## TEXTE EXTRAIT
Tout but dénature l'art
Extrait du document
«
L'art est souvent comme un libre jeu, un plaisir qui se passe de toute notion d'utilité, de but.
Aussi, si l'art se
charge de faire de la propagande politique, de promouvoir un régime, une idéologie, d'éduquer le peuple, de susciter
à tout prix l'horreur, ou le désir sexuel, il devient difficile de parler d'art.
On en revient à la définition kantienne de la
Critique de la faculté de juger, où l'art est perçu comme une finalité sans fin.
L'art n'accepterait pas une finalité
prédéterminée, l'art ne serait pas régi par des recettes a priori qui ne laisserait place à aucun création et
inventivité.
Mais on pourrait par ce biais attendre une définition peut être trop restrictive de l'art, et on éliminerait
par là quasiment tout l'art religieux, toute les oeuvres visant à glorifier des régimes politiques.
Il y a pourtant des
chefs d'oeuvres dans ce domaine qu'on ne peut écarter de l'art.
La question est donc de savoir dans quelle mesure
un but devient nuisible à l'art ? Le talent de l'artiste peut-il aider à prendre des libertés par rapport aux buts fixés
par un commanditaire ?
1) Un art sans but existe-t-il ?
Si l'art n'a pas de but précis, il doit répondre à certains critères pour être considéré comme tel.
Si l'art n'a pas de
but extérieur à lui, il doit au moins être conforme à un certains projet de l'artiste.
Le but de l'art est de provoquer
des impressions sur le spectateur, le lecteur, de produire un effet.
L'oeuvre d'art la plus minimal appelle une
réflexion, un commentaire.
Le carré blanc sur fond blanc de Malévitch, s'il est purement neutre, absence apparente
de travail de l'artiste fait réfléchir sur la finalité même de l'art, et au rôle de l'artiste.
Longtemps l'imitation de la
nature, la reproduction la plus perfectionnée du monde était le but de l'art.
Ce rôle s'est trouvé petit à petit déchu
avec la naissance de la peinture abstraite par Kandinsky et par le cubisme de Braque et Picasso.
On est passé de
l'imitation à l'expression, puis à la provocation avec le dadaïsme, puis au recyclage, au kitsch du pop art.
L'apparente gratuité et inutilité de l'art contemporain pourrait accrédité la thèse d'un art sans but, exsangue, en
dehors de l'imitation, il y aurait point de salut.
L'art contemporain ne serait plus un embellissement de la vie, il
n'aurait plus de visée éducative, il n'est plus l'instrument de la glorification de la vie politique.
Paradoxalement, l'art
est présent dans tous les domaines de la vie, sous la forme du design, de l'architecture, de l'aménagement urbain.
Mais si tout peut être beau, rien ne l'est plus.
L'intrication de la vie avec des objets artistiques nous fait
certainement oublier son importance dans la vie quotidienne.
2) Le but de l'art est d'embellir la vie.

## EXTRAITS DE DONNÉES

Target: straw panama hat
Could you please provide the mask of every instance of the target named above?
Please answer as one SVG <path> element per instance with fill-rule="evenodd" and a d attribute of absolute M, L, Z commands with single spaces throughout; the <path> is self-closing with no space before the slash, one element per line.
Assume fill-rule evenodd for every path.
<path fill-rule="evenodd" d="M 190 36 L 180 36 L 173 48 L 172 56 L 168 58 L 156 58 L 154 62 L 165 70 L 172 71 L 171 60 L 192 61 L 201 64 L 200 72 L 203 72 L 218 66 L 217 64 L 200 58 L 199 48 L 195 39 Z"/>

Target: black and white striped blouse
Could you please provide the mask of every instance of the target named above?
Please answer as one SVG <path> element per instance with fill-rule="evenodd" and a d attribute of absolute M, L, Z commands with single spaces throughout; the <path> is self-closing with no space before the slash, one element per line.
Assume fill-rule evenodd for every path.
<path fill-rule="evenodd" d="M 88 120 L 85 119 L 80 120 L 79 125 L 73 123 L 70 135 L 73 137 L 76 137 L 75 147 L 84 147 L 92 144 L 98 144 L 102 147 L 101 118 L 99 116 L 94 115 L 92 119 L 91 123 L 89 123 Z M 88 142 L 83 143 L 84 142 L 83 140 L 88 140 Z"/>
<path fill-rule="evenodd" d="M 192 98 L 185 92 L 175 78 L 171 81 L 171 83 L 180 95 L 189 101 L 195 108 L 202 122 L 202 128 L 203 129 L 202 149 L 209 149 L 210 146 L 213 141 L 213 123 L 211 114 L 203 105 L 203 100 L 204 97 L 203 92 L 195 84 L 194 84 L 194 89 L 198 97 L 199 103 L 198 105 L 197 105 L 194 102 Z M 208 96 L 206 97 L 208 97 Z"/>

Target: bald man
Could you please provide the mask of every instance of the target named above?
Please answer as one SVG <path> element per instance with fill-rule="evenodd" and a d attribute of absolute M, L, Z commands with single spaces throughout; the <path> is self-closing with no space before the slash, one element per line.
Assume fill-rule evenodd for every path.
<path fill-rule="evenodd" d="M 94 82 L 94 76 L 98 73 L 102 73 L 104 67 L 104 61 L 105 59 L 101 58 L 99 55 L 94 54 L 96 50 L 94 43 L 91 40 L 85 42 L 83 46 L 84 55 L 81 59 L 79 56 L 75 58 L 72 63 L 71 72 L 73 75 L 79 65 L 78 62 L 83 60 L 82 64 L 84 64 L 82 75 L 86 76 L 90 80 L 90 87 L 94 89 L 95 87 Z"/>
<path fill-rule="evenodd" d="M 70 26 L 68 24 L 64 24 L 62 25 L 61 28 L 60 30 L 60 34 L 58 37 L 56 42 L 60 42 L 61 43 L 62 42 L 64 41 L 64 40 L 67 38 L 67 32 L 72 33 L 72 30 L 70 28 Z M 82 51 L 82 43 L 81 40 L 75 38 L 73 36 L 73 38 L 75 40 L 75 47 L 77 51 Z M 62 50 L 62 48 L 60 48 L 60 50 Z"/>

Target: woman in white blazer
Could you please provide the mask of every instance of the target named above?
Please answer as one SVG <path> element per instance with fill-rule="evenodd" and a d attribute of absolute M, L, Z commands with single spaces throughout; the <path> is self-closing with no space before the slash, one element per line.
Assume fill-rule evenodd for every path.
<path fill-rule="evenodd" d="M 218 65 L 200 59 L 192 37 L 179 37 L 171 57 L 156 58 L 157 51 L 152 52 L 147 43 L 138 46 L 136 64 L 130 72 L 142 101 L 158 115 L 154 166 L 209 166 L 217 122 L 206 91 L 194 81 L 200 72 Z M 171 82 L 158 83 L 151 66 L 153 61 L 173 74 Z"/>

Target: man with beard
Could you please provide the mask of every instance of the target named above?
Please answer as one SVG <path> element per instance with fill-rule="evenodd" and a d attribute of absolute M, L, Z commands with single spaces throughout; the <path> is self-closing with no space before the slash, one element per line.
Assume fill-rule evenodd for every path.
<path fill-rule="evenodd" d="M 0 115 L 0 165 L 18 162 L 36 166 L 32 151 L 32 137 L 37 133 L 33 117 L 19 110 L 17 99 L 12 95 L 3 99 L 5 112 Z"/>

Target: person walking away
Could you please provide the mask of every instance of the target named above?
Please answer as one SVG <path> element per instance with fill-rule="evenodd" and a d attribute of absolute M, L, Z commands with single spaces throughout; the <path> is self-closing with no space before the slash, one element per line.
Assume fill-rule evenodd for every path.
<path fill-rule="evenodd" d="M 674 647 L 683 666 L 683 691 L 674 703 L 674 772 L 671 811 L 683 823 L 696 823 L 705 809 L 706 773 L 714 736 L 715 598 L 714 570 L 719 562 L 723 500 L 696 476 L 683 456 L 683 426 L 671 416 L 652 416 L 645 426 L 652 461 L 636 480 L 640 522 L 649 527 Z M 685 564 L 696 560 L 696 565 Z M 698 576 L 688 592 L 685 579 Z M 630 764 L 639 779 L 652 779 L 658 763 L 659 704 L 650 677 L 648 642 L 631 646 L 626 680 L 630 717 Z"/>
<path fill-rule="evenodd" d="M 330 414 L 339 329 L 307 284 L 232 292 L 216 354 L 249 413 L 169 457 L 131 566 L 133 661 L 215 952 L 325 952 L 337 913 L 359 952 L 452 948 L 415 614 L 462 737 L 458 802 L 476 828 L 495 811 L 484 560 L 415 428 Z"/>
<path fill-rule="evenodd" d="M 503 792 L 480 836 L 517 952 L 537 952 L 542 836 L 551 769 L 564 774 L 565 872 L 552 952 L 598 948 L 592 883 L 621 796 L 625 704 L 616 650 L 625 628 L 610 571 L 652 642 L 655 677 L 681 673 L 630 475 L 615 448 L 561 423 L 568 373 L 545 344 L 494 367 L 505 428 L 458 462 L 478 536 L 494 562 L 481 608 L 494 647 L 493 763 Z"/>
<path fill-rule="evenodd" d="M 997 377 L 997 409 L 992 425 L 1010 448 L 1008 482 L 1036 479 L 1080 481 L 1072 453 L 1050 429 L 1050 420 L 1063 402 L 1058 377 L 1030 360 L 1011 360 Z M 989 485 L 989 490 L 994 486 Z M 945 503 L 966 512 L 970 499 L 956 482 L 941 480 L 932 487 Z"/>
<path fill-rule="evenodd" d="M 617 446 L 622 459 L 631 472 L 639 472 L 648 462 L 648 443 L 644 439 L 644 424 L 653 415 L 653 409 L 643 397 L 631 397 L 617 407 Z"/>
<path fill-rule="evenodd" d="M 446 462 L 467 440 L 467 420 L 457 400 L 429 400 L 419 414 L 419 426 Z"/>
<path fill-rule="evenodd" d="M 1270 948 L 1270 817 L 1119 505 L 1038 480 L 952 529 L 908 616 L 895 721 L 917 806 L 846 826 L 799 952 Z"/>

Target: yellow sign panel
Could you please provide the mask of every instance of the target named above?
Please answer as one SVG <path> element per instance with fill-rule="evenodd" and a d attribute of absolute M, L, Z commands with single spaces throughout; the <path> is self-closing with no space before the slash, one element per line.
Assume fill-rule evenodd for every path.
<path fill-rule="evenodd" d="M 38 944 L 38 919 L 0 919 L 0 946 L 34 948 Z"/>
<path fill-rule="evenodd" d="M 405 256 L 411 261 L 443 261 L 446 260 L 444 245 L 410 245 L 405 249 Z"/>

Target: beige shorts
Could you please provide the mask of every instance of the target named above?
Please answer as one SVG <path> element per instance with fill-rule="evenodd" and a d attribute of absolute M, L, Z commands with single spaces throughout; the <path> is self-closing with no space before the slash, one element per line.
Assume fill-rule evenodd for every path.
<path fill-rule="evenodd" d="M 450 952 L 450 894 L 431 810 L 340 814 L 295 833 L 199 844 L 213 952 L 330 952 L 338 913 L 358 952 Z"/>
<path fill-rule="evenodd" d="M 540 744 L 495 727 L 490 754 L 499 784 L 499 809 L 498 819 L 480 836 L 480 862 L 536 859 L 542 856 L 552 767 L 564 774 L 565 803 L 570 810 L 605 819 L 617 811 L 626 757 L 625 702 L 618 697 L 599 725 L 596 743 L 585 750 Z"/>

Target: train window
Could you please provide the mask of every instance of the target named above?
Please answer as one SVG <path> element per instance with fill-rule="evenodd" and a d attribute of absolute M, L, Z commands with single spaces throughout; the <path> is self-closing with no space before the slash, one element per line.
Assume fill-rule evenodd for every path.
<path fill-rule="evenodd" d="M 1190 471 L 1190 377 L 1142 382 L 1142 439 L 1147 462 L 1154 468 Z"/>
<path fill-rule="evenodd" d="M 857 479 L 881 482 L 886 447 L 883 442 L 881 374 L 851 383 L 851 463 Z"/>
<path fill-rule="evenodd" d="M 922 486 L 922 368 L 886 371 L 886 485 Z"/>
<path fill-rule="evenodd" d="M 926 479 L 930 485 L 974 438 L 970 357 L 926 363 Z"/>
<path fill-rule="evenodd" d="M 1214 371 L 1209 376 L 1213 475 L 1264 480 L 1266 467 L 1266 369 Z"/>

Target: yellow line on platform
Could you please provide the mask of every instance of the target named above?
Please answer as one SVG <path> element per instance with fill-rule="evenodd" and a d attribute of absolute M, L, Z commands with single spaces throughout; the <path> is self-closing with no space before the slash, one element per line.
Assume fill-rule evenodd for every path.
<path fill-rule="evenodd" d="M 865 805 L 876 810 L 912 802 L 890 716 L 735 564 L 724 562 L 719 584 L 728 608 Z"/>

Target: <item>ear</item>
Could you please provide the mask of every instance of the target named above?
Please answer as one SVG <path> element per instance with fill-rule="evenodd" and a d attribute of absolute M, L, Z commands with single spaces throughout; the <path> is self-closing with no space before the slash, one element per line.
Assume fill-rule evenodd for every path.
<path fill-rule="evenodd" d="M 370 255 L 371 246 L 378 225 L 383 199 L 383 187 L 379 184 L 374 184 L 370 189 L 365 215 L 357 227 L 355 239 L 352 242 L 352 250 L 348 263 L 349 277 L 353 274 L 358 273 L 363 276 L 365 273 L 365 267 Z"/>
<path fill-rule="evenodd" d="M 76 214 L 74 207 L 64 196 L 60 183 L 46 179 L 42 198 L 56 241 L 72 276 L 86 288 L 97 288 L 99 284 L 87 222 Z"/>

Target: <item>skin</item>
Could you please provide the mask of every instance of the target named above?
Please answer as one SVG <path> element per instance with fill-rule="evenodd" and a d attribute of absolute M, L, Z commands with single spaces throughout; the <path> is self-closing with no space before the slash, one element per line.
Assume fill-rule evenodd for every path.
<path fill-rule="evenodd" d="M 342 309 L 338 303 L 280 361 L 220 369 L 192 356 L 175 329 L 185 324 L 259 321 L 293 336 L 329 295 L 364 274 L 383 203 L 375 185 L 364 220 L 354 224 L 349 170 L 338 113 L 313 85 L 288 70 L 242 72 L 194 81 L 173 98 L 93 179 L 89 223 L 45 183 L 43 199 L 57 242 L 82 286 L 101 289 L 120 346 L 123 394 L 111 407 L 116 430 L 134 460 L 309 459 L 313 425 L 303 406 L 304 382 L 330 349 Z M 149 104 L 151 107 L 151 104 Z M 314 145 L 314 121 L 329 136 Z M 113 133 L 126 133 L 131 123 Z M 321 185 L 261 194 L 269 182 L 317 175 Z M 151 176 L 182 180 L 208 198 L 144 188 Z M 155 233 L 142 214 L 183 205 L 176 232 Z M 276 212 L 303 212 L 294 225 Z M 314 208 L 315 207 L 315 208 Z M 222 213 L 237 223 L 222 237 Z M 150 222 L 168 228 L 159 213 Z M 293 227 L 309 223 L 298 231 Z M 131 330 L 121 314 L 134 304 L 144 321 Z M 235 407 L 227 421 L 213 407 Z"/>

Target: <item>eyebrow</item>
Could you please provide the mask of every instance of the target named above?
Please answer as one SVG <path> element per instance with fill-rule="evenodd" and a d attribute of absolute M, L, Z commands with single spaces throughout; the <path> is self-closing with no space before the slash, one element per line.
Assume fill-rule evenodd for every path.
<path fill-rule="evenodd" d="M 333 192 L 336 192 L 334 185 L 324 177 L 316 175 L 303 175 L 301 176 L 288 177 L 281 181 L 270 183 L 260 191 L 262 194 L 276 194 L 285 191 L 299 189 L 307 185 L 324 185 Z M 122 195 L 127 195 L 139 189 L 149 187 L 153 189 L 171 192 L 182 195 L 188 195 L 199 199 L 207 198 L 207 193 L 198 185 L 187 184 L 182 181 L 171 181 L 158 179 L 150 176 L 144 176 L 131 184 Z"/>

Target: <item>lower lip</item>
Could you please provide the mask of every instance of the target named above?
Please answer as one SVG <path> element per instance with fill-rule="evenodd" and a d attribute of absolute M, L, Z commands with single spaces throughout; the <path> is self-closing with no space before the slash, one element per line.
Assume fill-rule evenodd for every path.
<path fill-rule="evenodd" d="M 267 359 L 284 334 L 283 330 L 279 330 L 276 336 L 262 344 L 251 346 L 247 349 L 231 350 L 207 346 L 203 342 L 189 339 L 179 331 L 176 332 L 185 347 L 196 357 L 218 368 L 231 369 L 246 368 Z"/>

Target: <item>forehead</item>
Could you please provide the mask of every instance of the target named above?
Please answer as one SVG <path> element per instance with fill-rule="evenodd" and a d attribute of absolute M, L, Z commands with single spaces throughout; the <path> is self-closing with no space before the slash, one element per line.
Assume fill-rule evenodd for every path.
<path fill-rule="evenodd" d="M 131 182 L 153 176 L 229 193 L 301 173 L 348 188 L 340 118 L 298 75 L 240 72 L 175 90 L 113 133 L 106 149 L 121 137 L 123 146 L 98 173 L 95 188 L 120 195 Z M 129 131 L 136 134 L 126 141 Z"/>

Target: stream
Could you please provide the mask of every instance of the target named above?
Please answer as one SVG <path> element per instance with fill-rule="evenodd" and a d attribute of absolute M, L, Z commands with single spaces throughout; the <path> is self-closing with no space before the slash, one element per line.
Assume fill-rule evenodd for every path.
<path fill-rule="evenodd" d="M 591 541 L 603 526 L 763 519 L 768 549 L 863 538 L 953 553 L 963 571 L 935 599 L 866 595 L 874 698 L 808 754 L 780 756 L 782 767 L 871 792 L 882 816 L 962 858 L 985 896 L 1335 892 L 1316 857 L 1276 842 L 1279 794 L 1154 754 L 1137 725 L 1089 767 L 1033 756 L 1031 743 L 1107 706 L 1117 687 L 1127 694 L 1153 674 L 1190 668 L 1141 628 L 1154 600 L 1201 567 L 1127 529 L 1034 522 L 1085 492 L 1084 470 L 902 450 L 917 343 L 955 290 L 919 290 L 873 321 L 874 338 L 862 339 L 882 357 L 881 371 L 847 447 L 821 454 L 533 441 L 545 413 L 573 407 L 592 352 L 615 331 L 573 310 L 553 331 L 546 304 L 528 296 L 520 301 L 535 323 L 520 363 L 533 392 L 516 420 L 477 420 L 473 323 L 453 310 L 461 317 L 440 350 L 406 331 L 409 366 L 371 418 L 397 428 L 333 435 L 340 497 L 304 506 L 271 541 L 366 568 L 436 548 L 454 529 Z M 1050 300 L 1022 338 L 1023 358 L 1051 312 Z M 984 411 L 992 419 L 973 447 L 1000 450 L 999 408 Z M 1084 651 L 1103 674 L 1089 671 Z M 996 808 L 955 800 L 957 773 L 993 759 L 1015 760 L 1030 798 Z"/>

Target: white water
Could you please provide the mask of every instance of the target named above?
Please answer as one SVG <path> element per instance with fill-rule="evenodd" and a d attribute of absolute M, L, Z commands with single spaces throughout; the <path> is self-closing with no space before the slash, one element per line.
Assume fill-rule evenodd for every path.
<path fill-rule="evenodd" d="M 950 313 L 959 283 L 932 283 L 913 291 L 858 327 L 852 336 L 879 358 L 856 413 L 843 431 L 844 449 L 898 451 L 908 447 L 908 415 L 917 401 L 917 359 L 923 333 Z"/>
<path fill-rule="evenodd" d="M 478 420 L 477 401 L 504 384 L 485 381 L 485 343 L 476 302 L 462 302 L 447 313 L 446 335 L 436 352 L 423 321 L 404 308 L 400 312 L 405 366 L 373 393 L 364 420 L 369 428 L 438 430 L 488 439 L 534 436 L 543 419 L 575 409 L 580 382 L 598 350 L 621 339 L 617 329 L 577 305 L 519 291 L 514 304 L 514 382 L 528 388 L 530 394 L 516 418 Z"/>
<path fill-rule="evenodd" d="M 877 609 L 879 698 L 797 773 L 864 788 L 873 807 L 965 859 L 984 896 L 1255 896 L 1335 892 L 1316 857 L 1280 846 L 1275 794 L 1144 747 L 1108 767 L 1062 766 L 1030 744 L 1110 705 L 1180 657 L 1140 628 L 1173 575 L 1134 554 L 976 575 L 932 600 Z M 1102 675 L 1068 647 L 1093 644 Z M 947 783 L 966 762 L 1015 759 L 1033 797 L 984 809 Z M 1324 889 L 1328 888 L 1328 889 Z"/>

## TRAVAIL DEMANDÉ
Recopiez mot pour mot le passage du texte extrait compris entre « Paradoxalement, l'art » et « la vie quotidienne. », ces deux segments inclus. Les enregistrements ne sont d'aucune utilité ici.

## SOLUTION PROPOSÉE
Paradoxalement, l'art
est présent dans tous les domaines de la vie, sous la forme du design, de l'architecture, de l'aménagement urbain.
Mais si tout peut être beau, rien ne l'est plus.
L'intrication de la vie avec des objets artistiques nous fait
certainement oublier son importance dans la vie quotidienne.